-- What is required --
Find each line in the items below that contains the word "bark" and copy those lines out in full.

-- Extracted records --
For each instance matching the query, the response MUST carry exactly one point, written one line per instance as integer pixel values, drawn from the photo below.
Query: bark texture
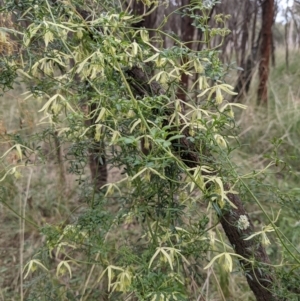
(265, 50)
(259, 276)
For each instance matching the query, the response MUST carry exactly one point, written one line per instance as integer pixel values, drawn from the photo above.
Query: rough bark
(265, 50)
(259, 276)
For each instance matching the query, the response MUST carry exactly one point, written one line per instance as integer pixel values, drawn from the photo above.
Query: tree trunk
(258, 274)
(265, 50)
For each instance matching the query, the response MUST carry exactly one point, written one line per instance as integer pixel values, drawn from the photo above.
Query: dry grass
(41, 198)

-- Task result --
Query: bark texture
Query: rough bark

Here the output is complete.